Mikael Hafstrom’s film resembles at times like one of those old action flicks from the 80s or 90s. Outside the Wire has a familiarity to it that lends the film a certain charm. The charm is helpful because the script begins to cave in on itself and the direction is helpless to do anything but sit and watch.

Outside the Wire feels, truthfully, like a two-hour television pilot. The script by Rob Yescombe and Rowan Athale does a lot of world-building and then drops it all for the last thirty minutes of the film. Much of the movie is scene after scene of worldbuilding only to get to the end and realize we’ve left that world behind for a new one.

Hafstrom, to his credit, has a wonderful flair for visually summing up a character. Upon first meeting the drone pilot, Lt. Thomas Harp (Damson Idris) Hafstrom cuts between the chaotic firefight on the ground to Harp calmly eating gummy worms as he watches it unfold on his monitor from the safety of a few thousand miles. 

This is the not so far off future; 2034 to be precise. A violent civil war has broken out in Eastern Europe, the film tells us in an opening title crawl. The United States is there as peacekeepers, patrolling the “lawless frontier”. We then learn of Viktor Koval (Pilou Asbaek), a ruthless warlord who is more ghost than man, as few have ever come into contact with him.

──────────────────────────────

Challenge A: Rescale the rows below: repeat every line, requests included, with each coordinate in the answers multiplied by 1.4 and rounded to a whole number, halves rounded up.

Rows excerpted from a collection
──────────────────────────────

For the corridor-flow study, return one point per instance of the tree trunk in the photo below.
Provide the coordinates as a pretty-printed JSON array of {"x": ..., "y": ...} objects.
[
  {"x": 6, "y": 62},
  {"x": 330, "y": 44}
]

──────────────────────────────

Challenge B: In what year is the film discussed in the review of Outside the Wire set?

Exercise result A:
For the corridor-flow study, return one point per instance of the tree trunk in the photo below.
Provide the coordinates as a pretty-printed JSON array of {"x": ..., "y": ...} objects.
[
  {"x": 8, "y": 87},
  {"x": 462, "y": 62}
]

Exercise result B: 2034